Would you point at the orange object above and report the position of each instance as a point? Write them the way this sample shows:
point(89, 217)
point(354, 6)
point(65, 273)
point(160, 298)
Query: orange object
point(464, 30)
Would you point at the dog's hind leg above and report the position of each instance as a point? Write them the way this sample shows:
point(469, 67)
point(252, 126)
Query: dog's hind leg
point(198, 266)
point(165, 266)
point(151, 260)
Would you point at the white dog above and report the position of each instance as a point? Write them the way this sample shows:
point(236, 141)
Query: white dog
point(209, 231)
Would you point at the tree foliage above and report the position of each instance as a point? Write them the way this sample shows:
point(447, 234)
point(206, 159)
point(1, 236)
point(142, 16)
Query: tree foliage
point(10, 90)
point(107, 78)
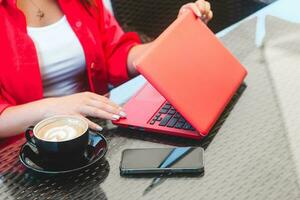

────────────────

■ **PROBLEM DETAILS**: Select every line of the data above that contains the word "hind", and copy those lines.

■ **COMPLETED TASK**:
Would you point at the dog's hind leg above and report the position of each instance as a point? Write them the way this sample shows:
Query: dog's hind leg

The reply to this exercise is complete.